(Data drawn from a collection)
_ _ _
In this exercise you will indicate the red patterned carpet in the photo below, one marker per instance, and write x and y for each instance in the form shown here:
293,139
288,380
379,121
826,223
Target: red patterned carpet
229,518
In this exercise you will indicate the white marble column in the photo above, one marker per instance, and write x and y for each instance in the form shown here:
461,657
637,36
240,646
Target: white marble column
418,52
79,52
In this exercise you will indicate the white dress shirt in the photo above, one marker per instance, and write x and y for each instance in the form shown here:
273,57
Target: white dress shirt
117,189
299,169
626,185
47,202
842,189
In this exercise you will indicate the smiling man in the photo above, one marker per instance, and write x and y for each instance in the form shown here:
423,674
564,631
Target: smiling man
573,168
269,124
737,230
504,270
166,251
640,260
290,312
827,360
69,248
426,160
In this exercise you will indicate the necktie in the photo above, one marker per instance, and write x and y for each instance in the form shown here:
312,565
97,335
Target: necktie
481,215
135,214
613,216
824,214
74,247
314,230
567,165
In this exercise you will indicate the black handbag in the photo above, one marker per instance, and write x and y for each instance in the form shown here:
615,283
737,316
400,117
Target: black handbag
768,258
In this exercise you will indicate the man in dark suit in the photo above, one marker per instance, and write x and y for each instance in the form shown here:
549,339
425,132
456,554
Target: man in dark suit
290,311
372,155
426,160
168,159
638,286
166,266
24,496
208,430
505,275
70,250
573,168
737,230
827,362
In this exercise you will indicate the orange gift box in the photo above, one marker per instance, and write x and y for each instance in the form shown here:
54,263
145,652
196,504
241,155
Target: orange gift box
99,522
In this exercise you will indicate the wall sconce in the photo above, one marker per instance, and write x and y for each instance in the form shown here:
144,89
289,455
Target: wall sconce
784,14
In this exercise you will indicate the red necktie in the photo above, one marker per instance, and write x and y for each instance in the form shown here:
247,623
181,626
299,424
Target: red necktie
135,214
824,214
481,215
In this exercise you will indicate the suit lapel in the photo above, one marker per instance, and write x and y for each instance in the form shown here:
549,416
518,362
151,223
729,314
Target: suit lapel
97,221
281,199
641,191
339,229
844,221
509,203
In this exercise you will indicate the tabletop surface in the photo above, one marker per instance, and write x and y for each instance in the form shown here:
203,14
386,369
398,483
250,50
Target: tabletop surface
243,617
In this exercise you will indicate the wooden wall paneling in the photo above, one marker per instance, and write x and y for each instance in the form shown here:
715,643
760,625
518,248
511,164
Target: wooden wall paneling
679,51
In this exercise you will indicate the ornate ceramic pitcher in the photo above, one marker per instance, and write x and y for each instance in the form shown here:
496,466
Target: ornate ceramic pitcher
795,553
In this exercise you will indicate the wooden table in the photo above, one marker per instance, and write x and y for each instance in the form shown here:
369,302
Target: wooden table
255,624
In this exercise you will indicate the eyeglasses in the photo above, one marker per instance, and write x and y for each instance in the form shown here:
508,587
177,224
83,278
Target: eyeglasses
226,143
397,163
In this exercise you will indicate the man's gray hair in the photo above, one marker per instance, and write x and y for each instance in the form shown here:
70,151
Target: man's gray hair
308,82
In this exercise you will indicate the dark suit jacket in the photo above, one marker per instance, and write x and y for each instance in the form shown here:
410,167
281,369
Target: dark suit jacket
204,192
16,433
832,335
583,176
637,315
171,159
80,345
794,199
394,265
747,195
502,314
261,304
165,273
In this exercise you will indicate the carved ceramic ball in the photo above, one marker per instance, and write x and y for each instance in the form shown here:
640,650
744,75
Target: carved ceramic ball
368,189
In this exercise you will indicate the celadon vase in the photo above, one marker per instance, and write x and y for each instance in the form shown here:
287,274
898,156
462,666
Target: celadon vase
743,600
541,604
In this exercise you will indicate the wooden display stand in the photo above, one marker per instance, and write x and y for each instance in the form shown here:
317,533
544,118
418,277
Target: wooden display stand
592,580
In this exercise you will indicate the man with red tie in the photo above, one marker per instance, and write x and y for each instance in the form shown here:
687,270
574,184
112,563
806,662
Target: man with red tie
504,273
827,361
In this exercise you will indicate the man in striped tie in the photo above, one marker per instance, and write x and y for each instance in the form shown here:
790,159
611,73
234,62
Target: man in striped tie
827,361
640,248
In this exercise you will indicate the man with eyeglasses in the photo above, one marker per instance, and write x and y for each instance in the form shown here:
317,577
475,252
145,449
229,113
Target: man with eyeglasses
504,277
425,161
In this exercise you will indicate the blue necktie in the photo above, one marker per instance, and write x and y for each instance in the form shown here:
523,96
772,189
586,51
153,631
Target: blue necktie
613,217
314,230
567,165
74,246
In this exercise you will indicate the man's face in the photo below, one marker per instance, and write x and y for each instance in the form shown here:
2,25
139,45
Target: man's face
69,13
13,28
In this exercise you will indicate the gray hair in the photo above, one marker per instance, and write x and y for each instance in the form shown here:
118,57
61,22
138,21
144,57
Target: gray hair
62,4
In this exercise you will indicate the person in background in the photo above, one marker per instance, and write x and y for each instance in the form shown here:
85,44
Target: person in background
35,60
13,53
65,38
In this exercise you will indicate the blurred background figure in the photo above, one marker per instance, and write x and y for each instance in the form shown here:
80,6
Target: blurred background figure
_ _ _
Problem
Please revise the data above so that every "marker" becomes "point", keeping everything else the same.

Answer to the problem
In this exercise you will indicate the red patterned carpet in the photo below, one point per instance, and write x and y for each instance in the form shown here:
293,139
288,380
379,121
826,223
Target: red patterned carpet
229,518
In this exercise you will indicate the white marble column in the photo above, one point per instance, and write x and y for each instance in the form shown here:
461,657
637,36
240,646
Target: white marble column
418,52
79,52
In this exercise you will indicate the white dress shirt in the photo above, one point per instance, and write x and y for each instance in the form shown here:
273,57
Target: white dress shirt
117,189
299,169
626,185
47,202
842,189
In this exercise you will indicate the smiling man in the photo above, one point per instance, and write x and y for each instance in the form shown here:
423,674
564,631
Target: smiling man
573,168
269,124
737,230
504,270
166,251
640,260
290,312
827,360
69,248
426,160
In this exercise you will indicate the necktie in the photo above, one point per instance, and write x and y for each instance in the form shown here:
312,565
97,335
Target: necktie
481,215
135,214
613,216
824,214
74,247
314,230
567,165
In this exercise you will indicate the black handbag in the photo above, one point per instance, and write x and y for each instance in the form shown here:
615,283
737,316
400,117
Target: black handbag
768,258
In this exercise you will indicate the man in dark suit in the photo above, one point per instance, and write x and y for each instance in the form shown here:
549,339
425,132
456,554
Target: man in dark suit
290,311
372,155
426,160
168,159
638,286
166,266
24,496
208,430
505,275
70,250
573,168
737,230
827,362
In this exercise you will indicate the orange gift box in the photo above, one point per instance, and write x and y for each instance in the form shown here:
54,263
145,652
196,504
241,155
Target: orange gift box
99,522
In this exercise you will indicate the wall sconce in the photo above, one point per instance, and write x and y for each instance in the form shown here:
144,89
289,455
Target: wall sconce
784,14
In this exercise you will indicate the red necktie in the photo above, one point per instance, and write x and y for each instance in the form shown here:
247,623
181,626
299,424
Target: red necktie
135,214
824,214
481,215
In this exercise you will indicate the suit lapel in the photo above, one point per instance, and write x and y for each instance in the form shown here:
549,416
518,362
151,223
729,314
Target: suit lapel
97,221
281,199
641,191
339,229
844,221
509,203
In this exercise you will indicate the tabletop surface in the photo above, one point per instance, and write x and y for each instance in the form shown here:
203,14
386,369
398,483
250,50
Target: tabletop surface
243,617
In this exercise you will indicate the wooden wall paneling in the photo above, one point per instance, and write x and y for each instance in the form shown here:
715,643
760,625
518,248
511,164
Target: wooden wall paneling
679,51
In this exercise you will indicate the ornate ceramic pitcher in the photo above, one point per instance, and write x and y for each instance in the form shown here:
496,466
Target: ornate ceramic pitcher
795,553
In this exercise you will indicate the wooden table in the photo above, one point per instance, and write x and y for each instance in the form shown here:
369,302
Target: wooden table
255,624
In this exercise you will indicate the eyeglasses in the photo above, one point per instance, and write x and y for each instance in the form shown here:
508,587
177,224
83,278
Target: eyeglasses
226,143
397,163
In this exercise you will indicate the man's gray hair in the photo above, one point per instance, and write x and y for each instance in the form shown here:
70,151
Target: man's gray hair
308,82
In this exercise you will indicate the dark suit jacket in the photo above, one point per instance, and write x and y for each instance in the form shown here:
410,167
281,369
Target: dark suit jacket
204,192
16,433
832,335
583,176
637,315
171,159
80,345
794,199
394,265
747,195
502,314
261,304
165,273
In this exercise you will indicate the carved ceramic ball in the photo above, one point per instance, and write x and y for each instance in the form shown here:
640,650
744,75
Target: carved ceramic ball
368,189
In this exercise you will indicate the celadon vase in the photo above, one point per instance, and write x and y for each instance in the form shown here:
287,274
898,156
462,666
Target: celadon vase
743,600
541,604
In this exercise you will indicate the wooden display stand in the photo above, one point per instance, and write x and y for each instance in the form shown here:
317,533
544,118
418,277
Target: wooden display stand
592,580
In this exercise you will indicate the man with red tie in the photo above, one point per instance, and write x and y for each instance in the form shown here:
687,270
574,184
112,563
806,662
Target: man with red tie
504,273
827,361
In this exercise you will indicate the man in striped tie in the photo above, one point per instance, and write x and y for each instance in the form shown here:
790,159
611,73
234,62
Target: man in striped tie
827,361
640,248
In this exercise you will indicate the man with eyeglasses in the photo above, one point per instance, and write x and y for each instance in the form shown here:
317,577
475,252
145,449
229,113
Target: man with eyeglasses
504,277
425,161
In this exercise you will indicate the blue necktie in the photo above, one point per instance, and write x and y for each instance in the form shown here:
523,96
772,189
586,51
153,631
Target: blue necktie
613,217
314,230
567,165
74,246
In this exercise you will indicate the man's face in the photo below, one point per instance, and write x and y for each instance in the form shown here:
2,25
139,45
Target: man's face
69,13
13,28
In this exercise you will indicate the gray hair in the photo above, one point per instance, and write x and y for each instance in the form shown here:
118,57
61,22
138,21
144,57
Target: gray hair
62,4
In this exercise you will indicate the person in background in the photo above, one point per instance, and write x and y for each instance in the form shown here:
85,44
Target: person in background
35,60
13,53
65,38
In this exercise you will indicate the blurred background figure in the photo above, one point per instance, and write x and y for each instance in the form shown here:
80,6
Target: blurred background figure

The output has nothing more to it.